[Required actions]
• A. Decide whether each statement agrees with the nursing grants article below. Answer yes or no for (i), (ii) and (iii), and quote the deciding words from the article. (i) The awards include specific support for certified nurse aides. (ii) Nursing homes lost more than 200,000 frontline workers during COVID. (iii) The awards total $100 million.
• B. Translate this sentence from the nursing grants article into Spanish: "The Health Resources and Services Administration grants are intended to address increasing demand for registered nurses, nurse practitioners, certified nurse midwives and nurse faculty."
• C. Please carry on the nursing grants article from its final sentence.

[Given text]
------------------------------------

Nurses working together in hospital

The Department of Health and Human Services late Thursday announced awards of $100 million to grow the nursing workforce through career pipelines, additional faculty and specific resources for sectors outside post-acute care.

The Health Resources and Services Administration grants are intended to address increasing demand for registered nurses, nurse practitioners, certified nurse midwives and nurse faculty.

“Nurses are an essential part of our nation’s health care system,” said HHS Secretary Xavier Becerra in a press release announcing the awards. “Now more than ever, we need to double down on our investments in nurses who care for communities across the country.”

But the awards did not provide specific support for entry-level nursing positions, such as the certified nurse aides that are the backbone of the skilled nursing sector. Nursing homes lost more than 200,000 frontline workers during COVID, and the sector remains behind all others when it comes to refilling those positions, the American Health Care Association has reported. The sector could need an estimated 190,000 additional workers to help meet an expected federal staffing minimum.

Earlier this summer, HHS also announced a new, $15 million to entice nurses, clinicians and other staff to frontline roles in pediatrics. But no such funding has been offered to the skillled nursing sector.

------------------------------------

[Entries supplied]
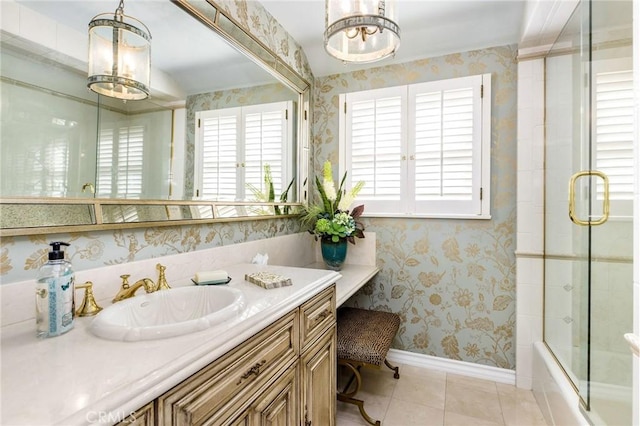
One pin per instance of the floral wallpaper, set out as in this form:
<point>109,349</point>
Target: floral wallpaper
<point>20,257</point>
<point>451,281</point>
<point>254,17</point>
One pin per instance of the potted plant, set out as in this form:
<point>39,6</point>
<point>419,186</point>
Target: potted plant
<point>331,221</point>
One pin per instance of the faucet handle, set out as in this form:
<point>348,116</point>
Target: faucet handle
<point>125,280</point>
<point>88,307</point>
<point>162,281</point>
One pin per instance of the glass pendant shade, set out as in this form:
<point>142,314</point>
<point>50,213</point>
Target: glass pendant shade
<point>119,56</point>
<point>361,30</point>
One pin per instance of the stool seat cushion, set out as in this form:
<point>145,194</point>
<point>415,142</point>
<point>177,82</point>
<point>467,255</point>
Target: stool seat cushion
<point>365,336</point>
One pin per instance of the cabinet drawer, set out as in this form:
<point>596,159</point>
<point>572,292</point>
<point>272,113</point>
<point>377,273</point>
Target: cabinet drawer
<point>316,315</point>
<point>226,384</point>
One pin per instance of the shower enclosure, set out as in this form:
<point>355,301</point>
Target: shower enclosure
<point>588,297</point>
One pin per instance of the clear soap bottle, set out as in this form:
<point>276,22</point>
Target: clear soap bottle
<point>55,308</point>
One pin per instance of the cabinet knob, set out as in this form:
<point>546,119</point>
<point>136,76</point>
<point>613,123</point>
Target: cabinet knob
<point>253,371</point>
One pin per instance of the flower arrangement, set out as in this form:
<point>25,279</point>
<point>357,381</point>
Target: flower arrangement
<point>332,218</point>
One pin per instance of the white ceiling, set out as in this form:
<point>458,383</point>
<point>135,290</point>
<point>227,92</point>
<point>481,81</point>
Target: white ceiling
<point>192,56</point>
<point>428,28</point>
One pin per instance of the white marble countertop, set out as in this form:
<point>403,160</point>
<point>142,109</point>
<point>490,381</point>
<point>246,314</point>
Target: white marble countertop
<point>78,378</point>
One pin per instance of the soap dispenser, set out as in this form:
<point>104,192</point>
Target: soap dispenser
<point>55,308</point>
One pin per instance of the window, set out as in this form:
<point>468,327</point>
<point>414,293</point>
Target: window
<point>233,146</point>
<point>613,130</point>
<point>120,161</point>
<point>422,149</point>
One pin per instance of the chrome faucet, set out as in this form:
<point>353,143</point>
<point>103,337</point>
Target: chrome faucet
<point>126,291</point>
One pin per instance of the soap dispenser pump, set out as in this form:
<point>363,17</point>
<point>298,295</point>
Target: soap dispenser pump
<point>55,308</point>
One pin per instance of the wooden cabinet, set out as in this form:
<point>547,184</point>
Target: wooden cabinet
<point>225,388</point>
<point>277,405</point>
<point>142,417</point>
<point>318,381</point>
<point>284,375</point>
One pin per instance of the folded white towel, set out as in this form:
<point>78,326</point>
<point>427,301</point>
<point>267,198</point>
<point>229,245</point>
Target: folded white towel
<point>211,276</point>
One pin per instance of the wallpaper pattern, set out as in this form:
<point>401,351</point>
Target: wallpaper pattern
<point>20,257</point>
<point>451,281</point>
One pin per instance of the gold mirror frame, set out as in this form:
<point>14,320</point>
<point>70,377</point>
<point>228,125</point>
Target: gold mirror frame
<point>56,215</point>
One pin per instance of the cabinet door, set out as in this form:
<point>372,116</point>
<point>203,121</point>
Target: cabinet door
<point>316,315</point>
<point>318,381</point>
<point>228,385</point>
<point>278,404</point>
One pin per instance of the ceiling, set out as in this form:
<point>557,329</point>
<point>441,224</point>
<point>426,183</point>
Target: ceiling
<point>191,54</point>
<point>428,28</point>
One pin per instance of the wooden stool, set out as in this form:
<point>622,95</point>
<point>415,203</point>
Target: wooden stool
<point>364,338</point>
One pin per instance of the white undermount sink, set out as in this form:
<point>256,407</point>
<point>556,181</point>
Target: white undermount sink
<point>168,313</point>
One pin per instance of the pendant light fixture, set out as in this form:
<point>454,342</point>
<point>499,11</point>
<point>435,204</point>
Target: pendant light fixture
<point>361,30</point>
<point>119,56</point>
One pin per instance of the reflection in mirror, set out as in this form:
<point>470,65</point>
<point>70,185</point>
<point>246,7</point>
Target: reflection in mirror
<point>135,213</point>
<point>61,140</point>
<point>13,215</point>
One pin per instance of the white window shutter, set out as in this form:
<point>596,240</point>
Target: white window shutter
<point>375,153</point>
<point>105,164</point>
<point>130,162</point>
<point>614,119</point>
<point>446,139</point>
<point>266,141</point>
<point>422,149</point>
<point>217,163</point>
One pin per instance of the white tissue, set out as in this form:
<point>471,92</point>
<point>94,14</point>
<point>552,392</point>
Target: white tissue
<point>261,259</point>
<point>211,276</point>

------------------------------------

[Task answers]
• A.
(i) No: "But the awards did not provide specific support for entry-level nursing positions, such as the certified nurse aides that are the backbone of the skilled nursing sector."
(ii) Yes: "Nursing homes lost more than 200,000 frontline workers during COVID"
(iii) Yes: "announced awards of $100 million to grow the nursing workforce"

• B. Las subvenciones de la Administración de Recursos y Servicios de Salud tienen como objetivo atender la creciente demanda de enfermeros titulados, enfermeros de práctica avanzada, enfermeras parteras certificadas y profesorado de enfermería.

• C.
“Nurses are the frontline in delivering life-saving care and in keeping all of us healthy and well,” said HRSA Administrator Carole Johnson. “Today’s investments from the Health Resources and Services Administration demonstrate our ongoing commitment to supporting the nursing workforce, training and growing the next generation of nurses, creating career ladders for nurses, and recognizing the critical role nurses play in primary care, mental healthcare, and maternal healthcare.”

The announcement outlined the following awards:

  • $8.7 million to help Licensed Practical Nurses become Registered Nurses:  through the Nurse Education, Practice, Quality and Retention-Pathway to Registered Nurse Program. It trains licensed practical nurses and licensed vocational nurses to become registered nurses.  RNs are needed in every nursing homes, but they have become harder to hire in a strapped labor market where acute care and other providers often offer higher salaries and more flexible schedules.
  • $26.5 million for addressing bottlenecks in nurse training through the Nurse Faculty Loan Program for award recipient schools to provide low-interest loans and loan cancellation to incentivize careers as nursing school faculty.

$64.8 million for the Advanced Nursing Education Workforce Program and the Advanced Nursing Education-Nurse Practitioner Residency and Fellowship Program, which will increase the number of primary care nurse practitioners, clinical nurse specialists, and certified nurse midwives trained and prepared to provide primary care services, mental health and substance use disorder care, and/or maternal health care.